Directions for this task: Return every line of the data that contains the word "cream".

— START OF Source material —

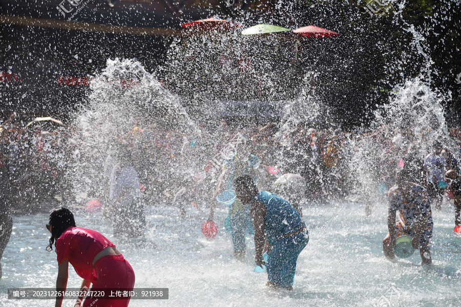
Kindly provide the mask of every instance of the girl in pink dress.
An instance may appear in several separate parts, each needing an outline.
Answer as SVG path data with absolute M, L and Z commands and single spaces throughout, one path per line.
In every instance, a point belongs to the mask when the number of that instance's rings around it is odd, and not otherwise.
M 131 291 L 135 282 L 133 268 L 115 246 L 106 237 L 94 230 L 75 226 L 72 213 L 65 208 L 57 209 L 50 214 L 47 228 L 51 233 L 47 250 L 55 246 L 58 261 L 57 291 L 65 291 L 67 287 L 69 264 L 83 278 L 80 290 L 88 290 L 93 283 L 93 293 L 104 296 L 88 296 L 82 307 L 126 307 L 130 297 L 114 299 L 109 297 L 110 290 Z M 98 290 L 100 290 L 101 291 Z M 62 297 L 57 297 L 55 306 L 61 307 Z M 83 296 L 79 297 L 75 305 L 79 306 Z

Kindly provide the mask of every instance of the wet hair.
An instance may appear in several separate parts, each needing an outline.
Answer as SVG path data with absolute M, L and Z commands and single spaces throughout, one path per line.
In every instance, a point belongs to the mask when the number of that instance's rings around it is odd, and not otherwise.
M 76 226 L 74 214 L 70 210 L 64 207 L 55 209 L 51 212 L 50 214 L 50 224 L 52 226 L 51 237 L 50 238 L 50 244 L 46 249 L 49 252 L 53 250 L 53 244 L 56 250 L 56 241 L 65 230 L 70 226 Z
M 240 176 L 234 181 L 234 186 L 236 189 L 243 189 L 244 190 L 254 190 L 258 191 L 258 187 L 255 183 L 255 181 L 251 176 L 244 175 Z

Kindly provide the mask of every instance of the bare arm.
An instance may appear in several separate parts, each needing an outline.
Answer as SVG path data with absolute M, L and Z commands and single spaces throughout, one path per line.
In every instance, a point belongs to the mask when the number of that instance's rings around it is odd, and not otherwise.
M 81 286 L 80 286 L 80 293 L 83 293 L 83 292 L 85 291 L 88 291 L 89 289 L 90 284 L 91 284 L 91 281 L 88 279 L 83 279 L 81 282 Z M 75 302 L 75 305 L 74 305 L 74 307 L 76 306 L 80 306 L 81 304 L 81 302 L 83 300 L 84 295 L 80 295 L 77 298 L 77 301 Z
M 256 201 L 252 204 L 252 217 L 255 228 L 255 261 L 257 266 L 264 264 L 263 250 L 265 243 L 264 237 L 264 215 L 266 208 L 261 202 Z M 261 267 L 262 268 L 262 267 Z
M 58 267 L 58 276 L 56 279 L 56 291 L 58 293 L 62 293 L 61 291 L 65 291 L 67 288 L 67 278 L 68 277 L 69 259 L 66 259 Z M 56 297 L 55 307 L 61 307 L 62 304 L 64 295 Z

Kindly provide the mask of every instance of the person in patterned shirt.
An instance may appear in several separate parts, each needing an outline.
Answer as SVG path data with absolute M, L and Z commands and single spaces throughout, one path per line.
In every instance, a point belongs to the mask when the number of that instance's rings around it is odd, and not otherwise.
M 421 264 L 430 265 L 432 259 L 429 243 L 434 225 L 430 201 L 426 189 L 411 182 L 411 178 L 409 168 L 404 167 L 397 172 L 396 185 L 389 191 L 389 233 L 383 240 L 383 250 L 386 257 L 394 259 L 392 248 L 395 246 L 395 239 L 408 235 L 412 237 L 413 247 L 420 249 Z

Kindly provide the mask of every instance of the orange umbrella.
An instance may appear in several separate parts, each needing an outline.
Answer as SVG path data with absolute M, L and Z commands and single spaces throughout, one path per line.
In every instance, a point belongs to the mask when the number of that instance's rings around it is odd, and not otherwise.
M 200 31 L 228 30 L 242 28 L 242 25 L 224 19 L 218 19 L 211 17 L 194 21 L 190 21 L 181 25 L 183 28 Z

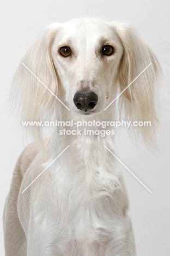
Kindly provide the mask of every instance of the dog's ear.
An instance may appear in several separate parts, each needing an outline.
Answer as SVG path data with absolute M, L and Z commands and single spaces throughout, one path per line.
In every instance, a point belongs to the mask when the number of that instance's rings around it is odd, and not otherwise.
M 124 51 L 117 76 L 120 92 L 136 78 L 120 97 L 120 110 L 125 109 L 125 117 L 130 120 L 150 121 L 150 127 L 138 127 L 138 130 L 145 143 L 153 143 L 158 123 L 155 89 L 162 74 L 161 65 L 134 28 L 124 24 L 114 25 L 114 28 Z
M 48 120 L 52 114 L 56 98 L 40 81 L 57 95 L 57 74 L 51 51 L 59 27 L 59 24 L 54 24 L 41 31 L 14 75 L 12 97 L 14 96 L 15 104 L 21 109 L 23 121 Z M 40 127 L 33 127 L 31 130 L 34 139 L 37 139 L 40 137 Z

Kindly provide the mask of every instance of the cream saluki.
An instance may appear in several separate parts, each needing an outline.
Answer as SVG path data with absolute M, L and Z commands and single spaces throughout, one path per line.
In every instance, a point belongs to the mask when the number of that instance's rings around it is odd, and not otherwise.
M 116 102 L 105 108 L 150 63 L 117 100 L 126 118 L 151 121 L 139 128 L 148 142 L 157 121 L 161 67 L 127 24 L 87 18 L 48 26 L 19 65 L 13 97 L 22 120 L 73 120 L 62 127 L 71 132 L 77 121 L 115 120 Z M 31 127 L 36 143 L 25 148 L 14 170 L 4 214 L 5 255 L 136 255 L 122 166 L 104 147 L 117 155 L 114 136 L 83 132 L 100 131 L 97 126 L 65 136 L 55 127 L 42 141 L 41 128 Z

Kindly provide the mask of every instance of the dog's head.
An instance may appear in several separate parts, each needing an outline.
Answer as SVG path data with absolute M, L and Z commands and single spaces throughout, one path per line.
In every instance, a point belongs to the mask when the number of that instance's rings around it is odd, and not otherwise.
M 156 120 L 154 92 L 161 67 L 129 25 L 97 18 L 53 24 L 41 31 L 22 62 L 37 77 L 21 63 L 14 78 L 25 119 L 47 117 L 56 104 L 64 109 L 54 95 L 75 114 L 94 115 L 123 92 L 119 100 L 128 117 L 133 113 L 136 119 Z

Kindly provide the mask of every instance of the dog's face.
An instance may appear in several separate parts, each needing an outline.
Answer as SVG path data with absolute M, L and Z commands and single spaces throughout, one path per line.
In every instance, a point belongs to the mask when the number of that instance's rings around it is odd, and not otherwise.
M 161 72 L 155 54 L 129 25 L 75 19 L 42 30 L 16 72 L 11 94 L 28 120 L 62 115 L 67 109 L 59 101 L 71 110 L 66 115 L 101 117 L 106 108 L 111 119 L 115 106 L 110 103 L 116 98 L 127 120 L 151 121 L 149 135 L 148 129 L 139 130 L 153 140 L 154 90 Z
M 90 114 L 105 109 L 123 52 L 117 33 L 103 20 L 72 20 L 59 26 L 52 57 L 71 111 Z

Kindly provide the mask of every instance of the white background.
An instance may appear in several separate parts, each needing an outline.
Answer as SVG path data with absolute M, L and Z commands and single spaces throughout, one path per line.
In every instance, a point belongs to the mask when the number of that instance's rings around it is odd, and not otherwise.
M 160 92 L 162 129 L 158 135 L 159 152 L 150 152 L 140 144 L 136 148 L 124 133 L 119 138 L 119 152 L 122 161 L 153 192 L 150 194 L 125 170 L 138 255 L 169 256 L 169 1 L 17 0 L 1 1 L 0 10 L 1 218 L 13 170 L 24 147 L 19 117 L 15 119 L 11 116 L 7 103 L 12 77 L 21 57 L 39 30 L 52 22 L 88 16 L 129 22 L 137 29 L 165 67 L 166 79 Z M 0 255 L 3 256 L 2 223 Z

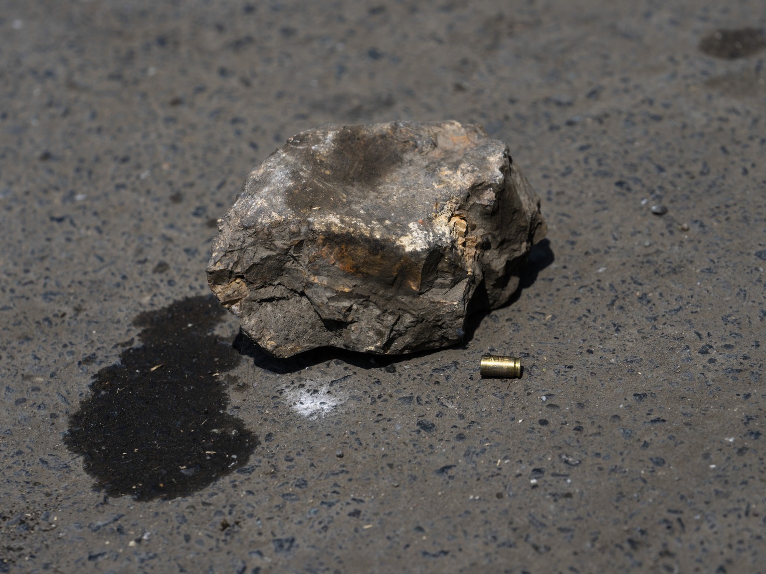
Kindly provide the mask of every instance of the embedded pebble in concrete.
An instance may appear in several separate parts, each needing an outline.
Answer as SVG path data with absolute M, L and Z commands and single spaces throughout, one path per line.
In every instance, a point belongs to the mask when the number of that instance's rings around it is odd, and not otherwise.
M 460 341 L 545 234 L 508 147 L 457 122 L 329 125 L 254 170 L 219 221 L 211 289 L 278 357 Z

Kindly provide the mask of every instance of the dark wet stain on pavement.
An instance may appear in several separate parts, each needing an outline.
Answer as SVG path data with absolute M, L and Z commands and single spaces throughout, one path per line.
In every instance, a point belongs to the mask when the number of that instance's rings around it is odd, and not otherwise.
M 766 47 L 766 35 L 762 30 L 743 28 L 737 30 L 716 30 L 699 42 L 699 49 L 724 60 L 747 57 Z
M 136 317 L 142 346 L 96 374 L 64 439 L 97 488 L 175 498 L 247 462 L 259 442 L 227 413 L 222 375 L 241 357 L 212 334 L 224 313 L 206 296 Z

— END OF Source material —

Reply:
Kindly provide the mask of every instance of the cream saluki.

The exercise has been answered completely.